WHAT IS REQUIRED:
Please copy out only the records below that start with the line containing "In this exercise you will locate the green leafy" and go on through the line containing "[(417, 469), (554, 29)]", requests included, offsetting every coordinate in the answers by -4.

[Position-finding records]
☆ ☆ ☆ ☆ ☆ ☆ ☆
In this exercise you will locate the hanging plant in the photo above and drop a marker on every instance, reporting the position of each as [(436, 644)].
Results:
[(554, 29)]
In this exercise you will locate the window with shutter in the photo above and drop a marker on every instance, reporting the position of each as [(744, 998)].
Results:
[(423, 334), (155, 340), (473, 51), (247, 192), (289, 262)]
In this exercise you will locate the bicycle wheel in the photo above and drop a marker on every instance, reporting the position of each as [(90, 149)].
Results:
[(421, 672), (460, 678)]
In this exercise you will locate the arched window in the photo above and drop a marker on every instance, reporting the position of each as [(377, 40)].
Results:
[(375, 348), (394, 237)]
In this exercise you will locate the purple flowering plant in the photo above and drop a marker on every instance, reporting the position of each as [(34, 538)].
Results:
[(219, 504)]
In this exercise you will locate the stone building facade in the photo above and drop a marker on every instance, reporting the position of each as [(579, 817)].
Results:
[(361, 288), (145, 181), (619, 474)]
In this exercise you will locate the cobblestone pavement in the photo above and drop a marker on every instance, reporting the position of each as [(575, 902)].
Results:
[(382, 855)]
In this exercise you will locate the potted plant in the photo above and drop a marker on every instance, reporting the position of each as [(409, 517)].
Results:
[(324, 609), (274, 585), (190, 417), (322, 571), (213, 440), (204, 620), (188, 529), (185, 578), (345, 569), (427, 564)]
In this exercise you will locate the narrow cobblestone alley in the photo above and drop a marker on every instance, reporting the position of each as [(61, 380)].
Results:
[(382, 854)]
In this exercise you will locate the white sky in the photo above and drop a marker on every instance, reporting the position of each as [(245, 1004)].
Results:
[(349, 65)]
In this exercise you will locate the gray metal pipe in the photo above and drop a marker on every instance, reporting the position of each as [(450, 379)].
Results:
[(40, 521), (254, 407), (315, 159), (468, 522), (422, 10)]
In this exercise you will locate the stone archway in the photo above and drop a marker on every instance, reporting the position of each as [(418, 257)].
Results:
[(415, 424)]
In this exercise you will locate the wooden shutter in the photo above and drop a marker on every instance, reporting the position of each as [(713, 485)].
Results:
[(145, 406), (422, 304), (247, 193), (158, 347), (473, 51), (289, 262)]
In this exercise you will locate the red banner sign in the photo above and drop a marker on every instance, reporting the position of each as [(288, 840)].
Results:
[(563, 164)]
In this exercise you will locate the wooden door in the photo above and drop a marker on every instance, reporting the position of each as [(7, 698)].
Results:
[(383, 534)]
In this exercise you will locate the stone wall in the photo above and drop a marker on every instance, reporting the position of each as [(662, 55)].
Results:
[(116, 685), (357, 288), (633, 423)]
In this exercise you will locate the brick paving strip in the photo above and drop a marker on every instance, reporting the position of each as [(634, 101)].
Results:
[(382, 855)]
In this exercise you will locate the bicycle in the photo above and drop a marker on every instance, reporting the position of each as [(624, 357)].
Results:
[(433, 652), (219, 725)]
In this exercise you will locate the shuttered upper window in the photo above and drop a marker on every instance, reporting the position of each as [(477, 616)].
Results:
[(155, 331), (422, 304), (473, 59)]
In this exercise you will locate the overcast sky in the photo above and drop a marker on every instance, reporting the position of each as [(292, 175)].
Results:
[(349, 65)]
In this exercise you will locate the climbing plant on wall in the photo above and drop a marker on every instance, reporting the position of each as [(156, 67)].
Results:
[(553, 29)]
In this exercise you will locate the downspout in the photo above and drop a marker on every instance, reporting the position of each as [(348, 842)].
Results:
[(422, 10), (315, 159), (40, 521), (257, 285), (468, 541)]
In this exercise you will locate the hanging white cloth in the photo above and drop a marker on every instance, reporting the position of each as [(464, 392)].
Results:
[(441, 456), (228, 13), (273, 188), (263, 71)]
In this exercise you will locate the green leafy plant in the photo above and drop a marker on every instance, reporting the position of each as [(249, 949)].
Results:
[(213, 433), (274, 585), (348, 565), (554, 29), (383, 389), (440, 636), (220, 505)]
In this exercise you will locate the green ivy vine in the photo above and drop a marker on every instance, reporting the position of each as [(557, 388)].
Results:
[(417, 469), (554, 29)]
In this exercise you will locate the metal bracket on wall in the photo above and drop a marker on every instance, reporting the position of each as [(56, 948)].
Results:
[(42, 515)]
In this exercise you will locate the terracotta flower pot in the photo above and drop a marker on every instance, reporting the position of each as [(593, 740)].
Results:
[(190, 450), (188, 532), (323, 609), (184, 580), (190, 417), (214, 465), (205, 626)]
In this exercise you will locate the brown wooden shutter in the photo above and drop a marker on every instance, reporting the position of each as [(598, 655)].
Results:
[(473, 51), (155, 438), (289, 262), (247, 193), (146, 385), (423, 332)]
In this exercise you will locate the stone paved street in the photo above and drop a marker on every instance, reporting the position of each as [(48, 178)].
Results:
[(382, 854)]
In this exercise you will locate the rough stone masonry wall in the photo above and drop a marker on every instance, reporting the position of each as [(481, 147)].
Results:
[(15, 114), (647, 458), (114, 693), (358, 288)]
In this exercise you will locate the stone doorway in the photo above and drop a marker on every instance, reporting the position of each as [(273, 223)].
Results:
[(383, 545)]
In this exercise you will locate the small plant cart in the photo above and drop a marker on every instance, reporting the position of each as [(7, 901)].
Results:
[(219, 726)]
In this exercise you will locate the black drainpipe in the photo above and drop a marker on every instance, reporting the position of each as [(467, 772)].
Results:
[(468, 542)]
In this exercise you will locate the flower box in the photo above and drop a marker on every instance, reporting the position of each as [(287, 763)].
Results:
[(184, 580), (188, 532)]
☆ ☆ ☆ ☆ ☆ ☆ ☆
TASK SOLUTION:
In this exercise you will locate the green leafy plant in the photo above and drop a marker on every instance, reporting the position of each as [(249, 949)].
Results:
[(209, 429), (270, 581), (344, 561), (550, 25), (379, 385), (436, 632), (216, 501)]
In this exercise you will locate the green ivy vine in the photo above and drop a marker on every instance, reporting the position of each as [(557, 388)].
Results:
[(413, 465), (550, 25)]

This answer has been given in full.